_Given records:_
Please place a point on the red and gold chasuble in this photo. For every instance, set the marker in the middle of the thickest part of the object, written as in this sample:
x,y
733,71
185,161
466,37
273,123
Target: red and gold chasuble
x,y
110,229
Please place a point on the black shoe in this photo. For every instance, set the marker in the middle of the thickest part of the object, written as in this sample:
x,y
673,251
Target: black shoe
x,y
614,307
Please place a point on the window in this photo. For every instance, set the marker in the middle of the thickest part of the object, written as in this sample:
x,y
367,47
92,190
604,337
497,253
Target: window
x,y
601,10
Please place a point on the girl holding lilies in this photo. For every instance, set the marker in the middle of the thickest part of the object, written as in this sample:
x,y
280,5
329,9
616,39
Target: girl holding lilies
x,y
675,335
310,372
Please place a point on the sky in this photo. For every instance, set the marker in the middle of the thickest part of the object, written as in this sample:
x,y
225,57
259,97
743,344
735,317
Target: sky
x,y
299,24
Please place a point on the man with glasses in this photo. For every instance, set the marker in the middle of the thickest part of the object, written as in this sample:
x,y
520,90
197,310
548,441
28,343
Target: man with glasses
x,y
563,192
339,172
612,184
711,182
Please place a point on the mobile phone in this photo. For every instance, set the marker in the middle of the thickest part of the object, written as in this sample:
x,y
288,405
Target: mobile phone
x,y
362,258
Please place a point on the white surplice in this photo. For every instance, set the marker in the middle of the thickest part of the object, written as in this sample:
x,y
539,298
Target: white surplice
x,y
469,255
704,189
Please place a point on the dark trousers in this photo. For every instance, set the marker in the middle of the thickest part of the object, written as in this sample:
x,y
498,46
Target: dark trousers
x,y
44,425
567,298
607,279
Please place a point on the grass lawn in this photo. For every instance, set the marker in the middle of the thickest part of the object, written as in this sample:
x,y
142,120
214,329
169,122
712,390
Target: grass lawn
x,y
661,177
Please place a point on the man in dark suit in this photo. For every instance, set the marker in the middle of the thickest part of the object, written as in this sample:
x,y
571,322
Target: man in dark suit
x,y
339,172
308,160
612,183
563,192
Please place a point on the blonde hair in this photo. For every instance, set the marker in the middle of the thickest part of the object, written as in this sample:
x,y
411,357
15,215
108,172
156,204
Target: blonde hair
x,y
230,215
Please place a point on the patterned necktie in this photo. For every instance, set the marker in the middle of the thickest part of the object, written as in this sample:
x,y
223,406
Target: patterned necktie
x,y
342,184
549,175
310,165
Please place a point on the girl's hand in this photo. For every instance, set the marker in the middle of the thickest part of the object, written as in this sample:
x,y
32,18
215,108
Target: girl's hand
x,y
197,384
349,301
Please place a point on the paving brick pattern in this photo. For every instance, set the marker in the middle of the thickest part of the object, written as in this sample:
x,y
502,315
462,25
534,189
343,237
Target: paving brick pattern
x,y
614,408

_Problem to work on:_
Every record must appear in the answer exactly as it does above.

_Response:_
Please place a point on the red and gold chasuble in this photo. For every instance, set the marker in the middle of the thickest part of the object, written as in this sample:
x,y
733,71
185,161
466,37
273,123
Target: red and gold chasuble
x,y
110,229
Please place a point on the black shoe in this photo. For every instance, set the marker in the middle of the thickest part of the object, written as in this sample:
x,y
673,251
Target: black shoe
x,y
614,307
Please place a point on the window in this photo. For every instance, set the marker in the middle of the thickest part of the object, written as in this sample:
x,y
367,47
92,190
604,337
497,253
Target: window
x,y
601,10
Please place a point on the girl holding lilies in this photo. For every instance, set the marker in the middle of the thickest part of the object, written as in this sample:
x,y
280,5
329,9
616,39
Target: girl holding lilies
x,y
675,335
310,372
Please place a point on the sky in this photo. For every instance, set the marker in the middle of the thickest part of the object, written as in this sample:
x,y
225,57
259,97
743,344
735,317
Target: sky
x,y
299,24
Please place a point on the man with glasses in this photo. For every instance, set the marker in the middle of the thickest part of the object, written as in this sample:
x,y
520,90
197,310
548,441
28,343
Target: man with glasses
x,y
563,192
339,172
612,184
711,182
Please place a point on the mobile phone in this photo. For every instance, set the marker in the middle of the thickest part of the object, written as in this sample:
x,y
288,405
Target: mobile phone
x,y
362,258
Please place a point on the white surplice in this photo. For every instance, set the marker in the middle of the thickest part of the object, written as in this sample:
x,y
539,298
Target: white surplice
x,y
469,255
704,189
Please place a point on the dark trousers in this photo. For every instance, set the marker in the middle of the thickest part of the object, written as in this sample:
x,y
498,46
Target: dark trousers
x,y
44,425
567,298
607,279
Please place a point on the grass lawn in this photo. For every instance, set the marker in the middle of the thickest part of the object, written as in this sample:
x,y
142,120
214,329
169,122
712,390
Target: grass lawn
x,y
661,177
Please place a point on the man in dark suit in this photo. For every instance, set the marker in the middle of the thickest part of the object, written as in this sample:
x,y
571,322
Target: man in dark suit
x,y
339,172
308,160
612,183
563,192
Please place a point on the blonde hair in this photo. For every instance, set the marker in the middle of the thickest part of the object, written as in this sample:
x,y
411,357
15,215
108,172
156,204
Target: blonde hair
x,y
230,215
Please place a point on the patterned necktie in this photo. For every instance, set the marker in the middle of the thickest part of the object, written as in this sample:
x,y
223,406
Target: patterned necktie
x,y
342,184
549,175
310,165
Please place a point on the girl's hand in this photo. For every instance, set the marker in the middle of the thickest part of the object, written as in this sample:
x,y
32,18
215,108
Target: girl's hand
x,y
197,384
349,301
Please place a point on the paving brick pattern in this photo. For every instance, set the marker in the middle of the thickest part of the object, written as in this sample:
x,y
502,315
462,25
534,189
343,237
Target: paving brick pattern
x,y
614,408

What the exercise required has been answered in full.